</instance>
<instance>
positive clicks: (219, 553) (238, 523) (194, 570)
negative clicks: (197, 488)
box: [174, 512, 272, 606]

Instructions for the task:
Transcribe the records in full, keeping every character as it is.

Task output:
</instance>
<instance>
positive clicks: (219, 553) (238, 523) (194, 570)
negative clicks: (197, 488)
box: [174, 512, 272, 606]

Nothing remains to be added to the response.